*Page text*
[Start of Attachment]
A recent review of previous studies found that low pH during hypoxia is associated with adverse changes in metabolism, histology, and neurologic outcome. The protective effect of hypercapnia pretreatment in our studies does not contradict this finding. Our ex vivo oxygen deprivation period might have been too short to fully exhaust tissue oxygen and astrocyte glycogen, [21–23]and further studies would be required to fully examine such questions. In earlier studies, we found that short periods of mild hypercapnia are tolerable when ATP is maintained. Additionally, some studies have found that low extracellular pH (pHo[nearly equal] 6.5) induces closure of ligand-gated N-methyl-D-aspartate channels, [20,24]leading to protection during hypoxia. Further decreases in pHoto 6.1 have been found to reduce kainate-induced currents. Protective effects of induced brain acidosis via hypercarbic ventilation in focal cerebral ischemia, with maximal protection at pH values of [nearly equal] 6.8 and most protection lost at pH values below 6.5. Acidotic protection during hypoxia was similarly described by Kristian et al. In our stopped-flow hypoxia studies that had hypercapnic pretreatment, the decrease in ATP concentration might have been due to downregulation of ATP synthesis, which has been reported to occur as pHidecreases to 6.3. On the other hand, slices might have been slightly hypoxic during hypercapnic pretreatment, as lactate is seen to increase (Figure 4(D)) before the period of nitrogen hypoxia. It is possible that, when oxygen concentrations in the perfusate descend to near 50%, there is insufficient oxygen for aerobic metabolism in all slices. A similar effect was seen in our earlier neonatal brain-slice study of hypercapnia. It should be remembered that ATP becomes undetectable with NMR spectroscopy at concentrations below [nearly equal] 0.4 mM/l. Therefore, small but protective concentrations of ATP might persist at NMR-invisible levels. Finally, although Nissl stains for the hyperoxic and hypoxic pretreatment groups revealed that all neurons were seen to be swollen 2 h after the insult, such does not indicate that irreversible injury has occurred. Several hours is needed before such changes in conventional stains can be deemed irreversible.
[End of Attachment]
*Records shown*
[Start of Attachment]
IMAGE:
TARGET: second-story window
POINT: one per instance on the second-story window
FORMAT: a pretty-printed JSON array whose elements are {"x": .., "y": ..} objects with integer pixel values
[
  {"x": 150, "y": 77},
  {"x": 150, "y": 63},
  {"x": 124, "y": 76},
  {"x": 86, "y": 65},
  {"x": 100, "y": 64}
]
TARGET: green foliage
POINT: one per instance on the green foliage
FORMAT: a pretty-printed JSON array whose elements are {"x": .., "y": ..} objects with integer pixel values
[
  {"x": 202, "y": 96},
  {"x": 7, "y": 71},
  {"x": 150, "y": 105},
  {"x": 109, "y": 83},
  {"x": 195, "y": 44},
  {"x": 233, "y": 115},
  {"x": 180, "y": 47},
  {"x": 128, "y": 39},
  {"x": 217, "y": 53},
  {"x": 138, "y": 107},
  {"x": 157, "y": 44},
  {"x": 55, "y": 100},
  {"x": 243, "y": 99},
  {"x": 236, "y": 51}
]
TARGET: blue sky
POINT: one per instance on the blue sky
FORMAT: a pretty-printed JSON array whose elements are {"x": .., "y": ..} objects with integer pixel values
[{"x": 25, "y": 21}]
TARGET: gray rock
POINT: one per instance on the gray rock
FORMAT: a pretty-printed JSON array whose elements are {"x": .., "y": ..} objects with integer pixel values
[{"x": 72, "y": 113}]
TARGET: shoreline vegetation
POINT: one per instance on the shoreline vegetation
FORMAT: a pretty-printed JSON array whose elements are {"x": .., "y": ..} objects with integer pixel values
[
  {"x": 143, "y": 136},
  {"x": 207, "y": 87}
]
[End of Attachment]
[Start of Attachment]
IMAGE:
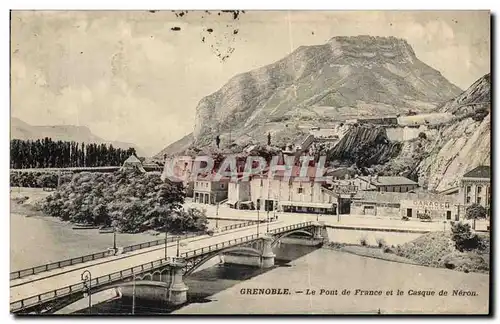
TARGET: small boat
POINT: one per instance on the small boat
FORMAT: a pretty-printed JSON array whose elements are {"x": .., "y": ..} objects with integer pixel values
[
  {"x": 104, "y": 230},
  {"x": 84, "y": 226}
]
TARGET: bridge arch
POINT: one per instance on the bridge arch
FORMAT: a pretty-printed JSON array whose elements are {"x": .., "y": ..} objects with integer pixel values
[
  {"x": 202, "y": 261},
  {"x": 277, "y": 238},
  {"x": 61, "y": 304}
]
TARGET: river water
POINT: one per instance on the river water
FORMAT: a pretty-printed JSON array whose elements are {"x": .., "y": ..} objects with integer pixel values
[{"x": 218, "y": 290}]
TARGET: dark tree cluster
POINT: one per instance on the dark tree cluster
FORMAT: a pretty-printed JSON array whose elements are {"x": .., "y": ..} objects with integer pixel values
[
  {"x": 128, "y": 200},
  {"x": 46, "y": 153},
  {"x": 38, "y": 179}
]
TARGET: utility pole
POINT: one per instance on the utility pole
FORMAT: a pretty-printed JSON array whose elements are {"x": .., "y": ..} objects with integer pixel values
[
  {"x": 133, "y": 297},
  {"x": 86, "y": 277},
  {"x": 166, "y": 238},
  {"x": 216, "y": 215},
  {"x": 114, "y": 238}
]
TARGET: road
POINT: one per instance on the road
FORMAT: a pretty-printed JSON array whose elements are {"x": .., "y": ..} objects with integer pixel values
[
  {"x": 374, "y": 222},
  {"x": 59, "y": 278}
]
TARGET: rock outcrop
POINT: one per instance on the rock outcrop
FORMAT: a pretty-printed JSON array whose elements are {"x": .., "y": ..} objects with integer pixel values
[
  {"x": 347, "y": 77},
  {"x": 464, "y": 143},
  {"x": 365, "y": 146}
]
[End of Attachment]
*Problem set*
**1)** Answer these questions from the passage on hypercapnia and hypoxia in brain slices.
(a) Below roughly what concentration does ATP become undetectable with NMR spectroscopy?
(b) What is seen to increase before the period of nitrogen hypoxia?
(c) How long after the insult were all neurons in the hyperoxic and hypoxic pretreatment groups seen to be swollen?
**2)** Write the next part of the passage on hypercapnia and hypoxia in brain slices, beginning after its final sentence.

*Task answers*
**1)**
(a) About 0.4 mM/l.
(b) Lactate.
(c) 2 h.

**2)**
We believe that the high quality of brain tissue under study in this model will accommodate additional, interesting histologic techniques, such as in situ hybridization and immunohistology. These, in turn, will make it possible to distinguish cell-specific molecular events in the context of overall, nonspecific knowledge regarding the energy state. With NMR spectroscopy, one cannot distinguish between the following two situations:(1) when all cells are at 50% energy and (2) when 50% are perfectly healthy and remaining cells are at zero energy. Double- and triple-labeled immunostain studies of protective, structural, and injury proteins, such as hsp70 expression or neurofilament integrity, would help resolve cell-specific ambiguities.
In summary, we conclude that the tolerance of our adult brain-slice preparation to no-flow hypoxia paradigms demonstrates intact metabolic functions. Additionally, it is feasible in this model to conduct studies that combine NMR spectroscopy with invasive histologic techniques. Such investigations have high potential for correlating metabolic and histologic drug effects in adult brain tissue during acute hypoxia and ischemia.
*Eger EI: Isoflurane: A compendium and reference. Madison, Anaquest, 1985.